Aim: Reproduce the listing below word for word, keeping every line and character unchanged.

Task inputs:
....................

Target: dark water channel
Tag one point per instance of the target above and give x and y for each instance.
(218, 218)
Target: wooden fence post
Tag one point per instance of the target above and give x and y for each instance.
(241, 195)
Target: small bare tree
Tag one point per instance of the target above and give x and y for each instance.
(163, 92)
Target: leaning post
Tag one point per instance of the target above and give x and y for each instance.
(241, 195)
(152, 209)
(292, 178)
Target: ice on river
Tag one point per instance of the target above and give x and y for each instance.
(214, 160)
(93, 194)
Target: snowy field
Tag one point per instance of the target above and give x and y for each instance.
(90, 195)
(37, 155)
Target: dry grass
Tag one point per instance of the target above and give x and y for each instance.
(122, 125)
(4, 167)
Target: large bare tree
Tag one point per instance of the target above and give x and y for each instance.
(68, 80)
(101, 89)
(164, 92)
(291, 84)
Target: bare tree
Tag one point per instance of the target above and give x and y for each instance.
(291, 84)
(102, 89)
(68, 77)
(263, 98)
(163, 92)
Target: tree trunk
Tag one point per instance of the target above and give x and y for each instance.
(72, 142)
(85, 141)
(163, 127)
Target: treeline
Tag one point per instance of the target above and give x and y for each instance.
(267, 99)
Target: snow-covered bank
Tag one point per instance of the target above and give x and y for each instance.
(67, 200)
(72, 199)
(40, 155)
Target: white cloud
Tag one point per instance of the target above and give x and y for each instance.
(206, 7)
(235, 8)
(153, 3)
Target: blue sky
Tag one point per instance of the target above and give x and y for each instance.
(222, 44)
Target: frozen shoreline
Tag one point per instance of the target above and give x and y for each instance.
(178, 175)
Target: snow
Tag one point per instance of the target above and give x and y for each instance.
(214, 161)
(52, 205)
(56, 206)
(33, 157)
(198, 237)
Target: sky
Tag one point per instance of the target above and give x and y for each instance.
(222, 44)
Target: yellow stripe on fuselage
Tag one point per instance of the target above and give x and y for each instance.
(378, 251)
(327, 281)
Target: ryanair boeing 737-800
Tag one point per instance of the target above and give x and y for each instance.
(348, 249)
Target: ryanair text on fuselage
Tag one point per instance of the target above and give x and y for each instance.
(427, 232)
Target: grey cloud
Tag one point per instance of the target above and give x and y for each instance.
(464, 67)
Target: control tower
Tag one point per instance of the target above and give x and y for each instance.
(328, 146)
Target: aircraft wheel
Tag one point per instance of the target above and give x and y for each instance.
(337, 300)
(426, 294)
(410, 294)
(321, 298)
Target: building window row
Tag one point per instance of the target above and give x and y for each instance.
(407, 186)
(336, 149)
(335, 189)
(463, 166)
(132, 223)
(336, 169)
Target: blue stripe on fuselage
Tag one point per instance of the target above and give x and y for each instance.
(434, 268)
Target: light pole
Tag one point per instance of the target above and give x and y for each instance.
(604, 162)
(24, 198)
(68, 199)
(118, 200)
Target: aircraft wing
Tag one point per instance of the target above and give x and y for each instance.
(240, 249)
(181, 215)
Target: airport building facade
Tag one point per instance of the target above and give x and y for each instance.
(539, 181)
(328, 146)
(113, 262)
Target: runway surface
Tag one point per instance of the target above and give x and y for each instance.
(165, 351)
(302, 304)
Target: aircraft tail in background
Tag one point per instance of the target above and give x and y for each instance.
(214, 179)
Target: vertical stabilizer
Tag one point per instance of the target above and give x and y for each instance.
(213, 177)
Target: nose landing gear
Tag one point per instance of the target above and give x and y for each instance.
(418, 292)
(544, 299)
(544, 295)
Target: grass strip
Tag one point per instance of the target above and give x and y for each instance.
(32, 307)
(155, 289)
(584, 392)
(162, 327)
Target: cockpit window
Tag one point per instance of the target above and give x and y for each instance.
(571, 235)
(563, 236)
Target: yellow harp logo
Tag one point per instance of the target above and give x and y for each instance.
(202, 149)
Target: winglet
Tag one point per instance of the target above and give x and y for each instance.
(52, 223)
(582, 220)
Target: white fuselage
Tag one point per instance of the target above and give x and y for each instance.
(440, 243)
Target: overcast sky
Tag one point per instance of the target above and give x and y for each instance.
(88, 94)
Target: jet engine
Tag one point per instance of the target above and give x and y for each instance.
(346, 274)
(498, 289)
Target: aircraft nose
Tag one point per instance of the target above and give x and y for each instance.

....................

Response:
Target: dark water channel
Tag one point per instance of the target above and give x and y for each instance.
(218, 218)
Target: wooden fence post
Tag one point per instance of the target above and give x and y for each instance.
(241, 195)
Target: small bare tree
Tag one point per instance of the target above and give x and y for each instance.
(163, 92)
Target: leaning post
Tag one point per instance of the target above and give x and y for each instance.
(241, 195)
(152, 209)
(292, 178)
Target: ice on river
Tag one point per instance of the target above and give x and y for each instance.
(214, 160)
(93, 194)
Target: snowy field
Tag one point per instance of the target above and give x and y for each instance.
(90, 195)
(37, 155)
Target: dry grass
Tag one point per instance of the target above and give x and y for each instance.
(122, 125)
(4, 167)
Target: large bare tree
Tag one point per instance of the target above and give x and y for each instance.
(68, 80)
(101, 89)
(164, 92)
(291, 84)
Target: bare tree
Tag one point per instance of the target above and give x and y for each instance.
(291, 84)
(102, 89)
(68, 77)
(263, 98)
(163, 92)
Target: tree trunk
Tag one point per instance of the target above and give x and y for each instance.
(72, 142)
(85, 141)
(163, 127)
Target: treeline
Tag one point per instance of the target above and give x and y for each instance.
(267, 99)
Target: snow-covered bank
Tag one point per instance of the target above and give x and y for each instance.
(67, 200)
(72, 199)
(40, 155)
Target: white cloud
Tag one point per instance of the target above and give x and y for each instance.
(206, 7)
(235, 8)
(153, 3)
Target: blue sky
Tag one point per instance of the target above and give x and y for each instance.
(222, 44)
Target: frozen shoreline
Tag one point per instance of the target above and give x and y for each instance.
(178, 175)
Target: snow
Tag one point per instance of the target above and give x and y for each instance.
(214, 161)
(52, 205)
(56, 206)
(33, 157)
(198, 237)
Target: sky
Tag one point per instance of the target above and give x and y for each instance.
(222, 44)
Target: yellow stripe on fuselage
Tag one point per instance of the target above and give x and y for each instance.
(378, 251)
(327, 281)
Target: ryanair boeing 737-800
Tag one point per instance of the target above and give x and y for each instance.
(348, 249)
Target: ryanair text on fuselage
Tag one point per instance of the target above and give x and y for each instance.
(427, 232)
Target: grey cloud
Tag one point per instance of the target above and give x and y for each instance.
(464, 67)
Target: control tower
Tag one point per instance of the target above and give x and y for each instance.
(328, 146)
Target: aircraft wheel
Tag one point per instance of the target above and give x and y for each instance.
(337, 300)
(426, 294)
(410, 294)
(321, 298)
Target: building window row
Tag one point per instance of the target above and give x and y for each instance.
(407, 186)
(336, 149)
(335, 189)
(463, 166)
(132, 223)
(336, 169)
Target: blue stripe on fuselage
Tag one point per instance of the target above and give x and y for each instance.
(434, 268)
Target: light pole
Tag one point per instance of the target above and give x and y for each instance.
(604, 162)
(24, 198)
(68, 199)
(118, 200)
Target: aircraft wing
Tag one point per instance of the target above and give x and y for each instance.
(240, 249)
(181, 215)
Target: airport building facade
Tag one point per instance of the target above and give x and y for each instance.
(539, 181)
(328, 146)
(113, 262)
Target: runway surface
Tag one point per instance of the target above and give x and y for each instance.
(165, 351)
(302, 304)
Target: aircraft tail in background
Tag one point per instance of the target above and give x and y for each instance.
(214, 179)
Target: vertical stabilizer
Tag one point per instance of the target above and give x and y for each instance.
(213, 177)
Target: nose landing gear
Tag one point per instance of the target above and give x and y for each instance.
(418, 292)
(544, 299)
(544, 295)
Target: grass strip
Tag one point per instance of the target above and give x and y for each instance.
(32, 307)
(155, 289)
(584, 392)
(162, 327)
Target: cockpit window
Tag one point per instance of the target above and give x and y for each instance.
(571, 235)
(563, 236)
Target: yellow harp logo
Tag one point per instance of the target above and give x and y for each instance.
(202, 149)
Target: winglet
Tag one point per instance of the target above and give x and y for each instance.
(52, 223)
(582, 220)
Target: white fuselage
Tag one point per instance of the target above and give x and y for each instance.
(440, 243)
Target: overcast sky
Tag one point per instance of the target above and give x and y for each instance.
(88, 94)
Target: jet engine
Tag one point per instance of the target above and give x and y for each instance.
(346, 274)
(498, 289)
Target: aircraft nose
Tag one point per instance of the target above and give x and y for each instance.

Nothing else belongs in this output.